**What is required:**
Your answer should be every line from the records that contains "building".

**Information supplied:**
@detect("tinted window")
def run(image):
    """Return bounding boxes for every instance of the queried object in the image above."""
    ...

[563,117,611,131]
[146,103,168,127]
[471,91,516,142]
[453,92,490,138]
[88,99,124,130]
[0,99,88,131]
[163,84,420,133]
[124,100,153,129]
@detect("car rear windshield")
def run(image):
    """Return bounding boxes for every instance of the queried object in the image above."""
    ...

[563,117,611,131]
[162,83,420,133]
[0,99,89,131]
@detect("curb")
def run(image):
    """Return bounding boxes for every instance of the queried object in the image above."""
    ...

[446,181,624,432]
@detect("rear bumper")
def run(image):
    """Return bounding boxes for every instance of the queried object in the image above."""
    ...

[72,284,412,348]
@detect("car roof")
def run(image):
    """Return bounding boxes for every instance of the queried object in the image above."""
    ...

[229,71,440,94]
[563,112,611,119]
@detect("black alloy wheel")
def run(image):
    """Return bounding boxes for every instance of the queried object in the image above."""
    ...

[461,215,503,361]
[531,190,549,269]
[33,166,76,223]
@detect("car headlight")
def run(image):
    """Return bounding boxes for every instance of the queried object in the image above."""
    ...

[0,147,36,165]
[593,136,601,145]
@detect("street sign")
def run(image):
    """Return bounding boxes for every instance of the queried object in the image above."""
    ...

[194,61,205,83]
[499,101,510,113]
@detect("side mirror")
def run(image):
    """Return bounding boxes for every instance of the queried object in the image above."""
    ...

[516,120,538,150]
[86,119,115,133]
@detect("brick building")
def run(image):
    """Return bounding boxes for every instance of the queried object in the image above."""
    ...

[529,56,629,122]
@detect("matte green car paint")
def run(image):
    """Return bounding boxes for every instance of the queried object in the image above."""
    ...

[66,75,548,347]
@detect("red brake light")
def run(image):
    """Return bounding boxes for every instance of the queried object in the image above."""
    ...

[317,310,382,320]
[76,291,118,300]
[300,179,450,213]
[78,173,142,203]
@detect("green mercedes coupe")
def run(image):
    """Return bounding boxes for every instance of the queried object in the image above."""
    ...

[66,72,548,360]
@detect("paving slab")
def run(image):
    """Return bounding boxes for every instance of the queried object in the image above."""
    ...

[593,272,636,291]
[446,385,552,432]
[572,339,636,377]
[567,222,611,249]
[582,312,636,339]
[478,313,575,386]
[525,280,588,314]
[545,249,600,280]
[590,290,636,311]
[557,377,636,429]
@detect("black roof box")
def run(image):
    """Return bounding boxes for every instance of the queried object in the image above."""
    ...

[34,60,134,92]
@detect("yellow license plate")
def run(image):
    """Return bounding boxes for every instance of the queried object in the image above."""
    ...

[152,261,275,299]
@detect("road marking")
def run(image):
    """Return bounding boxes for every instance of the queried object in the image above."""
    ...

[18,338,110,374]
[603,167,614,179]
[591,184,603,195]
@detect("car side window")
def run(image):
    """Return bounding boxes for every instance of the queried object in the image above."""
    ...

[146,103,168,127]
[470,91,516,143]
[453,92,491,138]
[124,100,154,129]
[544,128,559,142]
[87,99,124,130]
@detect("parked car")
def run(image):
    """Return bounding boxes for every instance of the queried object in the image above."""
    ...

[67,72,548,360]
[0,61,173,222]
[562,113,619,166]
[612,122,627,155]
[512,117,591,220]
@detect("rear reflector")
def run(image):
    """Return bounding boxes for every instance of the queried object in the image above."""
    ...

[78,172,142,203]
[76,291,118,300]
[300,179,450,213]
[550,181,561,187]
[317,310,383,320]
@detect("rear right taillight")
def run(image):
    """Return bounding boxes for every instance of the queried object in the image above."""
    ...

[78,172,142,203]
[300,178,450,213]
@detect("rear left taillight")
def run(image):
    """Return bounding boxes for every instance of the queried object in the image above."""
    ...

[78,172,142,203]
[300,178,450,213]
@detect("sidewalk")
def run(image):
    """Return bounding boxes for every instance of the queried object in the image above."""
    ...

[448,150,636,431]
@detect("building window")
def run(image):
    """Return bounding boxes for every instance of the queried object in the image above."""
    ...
* * *
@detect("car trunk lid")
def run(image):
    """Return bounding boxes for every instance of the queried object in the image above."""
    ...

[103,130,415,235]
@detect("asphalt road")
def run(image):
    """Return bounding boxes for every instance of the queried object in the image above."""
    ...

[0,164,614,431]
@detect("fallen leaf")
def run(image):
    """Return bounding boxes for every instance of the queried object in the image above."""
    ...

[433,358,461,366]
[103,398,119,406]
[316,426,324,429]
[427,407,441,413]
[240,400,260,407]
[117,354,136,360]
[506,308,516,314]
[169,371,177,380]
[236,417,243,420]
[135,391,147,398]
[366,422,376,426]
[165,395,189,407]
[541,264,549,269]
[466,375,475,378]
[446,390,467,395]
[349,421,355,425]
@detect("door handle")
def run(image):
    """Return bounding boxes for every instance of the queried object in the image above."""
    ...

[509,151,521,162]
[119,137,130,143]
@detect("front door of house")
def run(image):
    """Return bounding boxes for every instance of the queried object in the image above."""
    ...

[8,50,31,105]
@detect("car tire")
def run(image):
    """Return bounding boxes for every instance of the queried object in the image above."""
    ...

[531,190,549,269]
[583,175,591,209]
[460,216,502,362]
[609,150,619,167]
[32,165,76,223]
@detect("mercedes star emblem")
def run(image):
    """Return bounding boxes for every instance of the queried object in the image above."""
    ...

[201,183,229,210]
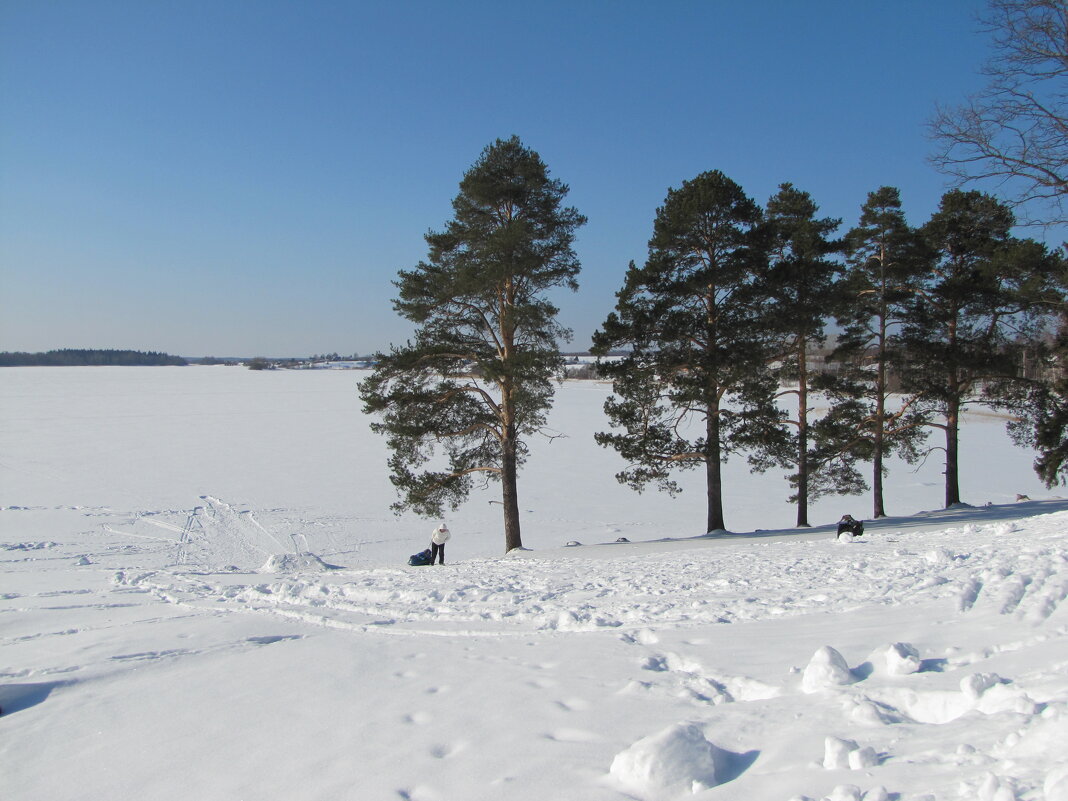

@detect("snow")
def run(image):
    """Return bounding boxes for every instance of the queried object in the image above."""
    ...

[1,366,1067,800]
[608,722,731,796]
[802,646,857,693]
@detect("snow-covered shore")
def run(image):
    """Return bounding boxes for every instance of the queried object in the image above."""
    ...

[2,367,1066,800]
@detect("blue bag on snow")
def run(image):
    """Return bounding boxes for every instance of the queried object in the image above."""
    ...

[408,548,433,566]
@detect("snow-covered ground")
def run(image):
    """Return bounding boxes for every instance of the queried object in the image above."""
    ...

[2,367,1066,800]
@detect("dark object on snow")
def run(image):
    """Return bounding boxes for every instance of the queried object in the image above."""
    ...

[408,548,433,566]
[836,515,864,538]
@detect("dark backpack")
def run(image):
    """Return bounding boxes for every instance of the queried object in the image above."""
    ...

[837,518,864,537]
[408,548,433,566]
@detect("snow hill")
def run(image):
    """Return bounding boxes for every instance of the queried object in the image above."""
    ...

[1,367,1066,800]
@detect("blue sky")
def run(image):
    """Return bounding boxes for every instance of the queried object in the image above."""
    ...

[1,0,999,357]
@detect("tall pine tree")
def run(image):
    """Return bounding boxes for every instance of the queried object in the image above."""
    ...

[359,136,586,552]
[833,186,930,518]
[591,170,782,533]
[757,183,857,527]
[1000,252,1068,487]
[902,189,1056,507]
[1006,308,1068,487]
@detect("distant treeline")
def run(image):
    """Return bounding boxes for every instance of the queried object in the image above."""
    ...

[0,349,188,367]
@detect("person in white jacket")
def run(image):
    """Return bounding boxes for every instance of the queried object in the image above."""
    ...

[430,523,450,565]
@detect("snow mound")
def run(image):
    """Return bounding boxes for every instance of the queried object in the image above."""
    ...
...
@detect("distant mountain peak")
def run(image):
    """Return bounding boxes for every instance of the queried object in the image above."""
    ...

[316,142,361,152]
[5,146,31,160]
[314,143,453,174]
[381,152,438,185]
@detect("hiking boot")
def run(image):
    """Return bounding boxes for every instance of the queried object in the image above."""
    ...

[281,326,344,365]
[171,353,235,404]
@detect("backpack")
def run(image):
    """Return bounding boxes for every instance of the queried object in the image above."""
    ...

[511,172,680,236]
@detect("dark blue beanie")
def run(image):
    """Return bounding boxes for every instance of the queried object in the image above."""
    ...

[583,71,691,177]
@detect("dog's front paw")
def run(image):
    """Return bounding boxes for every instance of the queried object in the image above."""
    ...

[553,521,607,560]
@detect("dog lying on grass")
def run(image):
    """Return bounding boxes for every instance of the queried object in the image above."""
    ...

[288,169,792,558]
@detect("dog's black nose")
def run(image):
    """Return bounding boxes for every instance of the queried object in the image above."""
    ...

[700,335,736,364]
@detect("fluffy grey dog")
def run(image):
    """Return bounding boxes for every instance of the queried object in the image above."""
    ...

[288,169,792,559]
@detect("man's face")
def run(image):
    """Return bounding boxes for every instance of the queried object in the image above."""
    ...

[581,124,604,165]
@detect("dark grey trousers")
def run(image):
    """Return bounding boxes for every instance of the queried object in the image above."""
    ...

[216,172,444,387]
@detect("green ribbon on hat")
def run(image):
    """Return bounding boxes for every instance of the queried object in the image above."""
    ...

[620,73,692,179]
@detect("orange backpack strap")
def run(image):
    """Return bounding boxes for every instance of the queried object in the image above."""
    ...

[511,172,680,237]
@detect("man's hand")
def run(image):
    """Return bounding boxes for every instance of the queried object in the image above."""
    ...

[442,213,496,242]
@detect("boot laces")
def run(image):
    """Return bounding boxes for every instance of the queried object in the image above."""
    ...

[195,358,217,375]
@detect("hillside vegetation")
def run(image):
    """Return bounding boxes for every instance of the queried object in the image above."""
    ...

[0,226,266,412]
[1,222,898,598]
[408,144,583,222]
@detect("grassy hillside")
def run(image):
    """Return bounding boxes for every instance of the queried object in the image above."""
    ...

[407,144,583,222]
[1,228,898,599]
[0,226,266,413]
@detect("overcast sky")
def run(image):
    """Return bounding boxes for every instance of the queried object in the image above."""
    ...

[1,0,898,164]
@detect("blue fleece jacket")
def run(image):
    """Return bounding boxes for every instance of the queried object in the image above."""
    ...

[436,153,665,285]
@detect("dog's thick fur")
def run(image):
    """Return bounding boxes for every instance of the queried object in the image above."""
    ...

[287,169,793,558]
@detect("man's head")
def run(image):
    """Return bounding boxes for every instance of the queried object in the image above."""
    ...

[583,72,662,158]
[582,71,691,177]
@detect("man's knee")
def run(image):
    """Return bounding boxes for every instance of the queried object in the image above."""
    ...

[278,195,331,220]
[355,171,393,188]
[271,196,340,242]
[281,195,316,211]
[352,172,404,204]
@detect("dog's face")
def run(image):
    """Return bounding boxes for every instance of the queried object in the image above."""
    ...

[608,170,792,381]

**Answer area:**
@detect("brick building")
@detect("building window")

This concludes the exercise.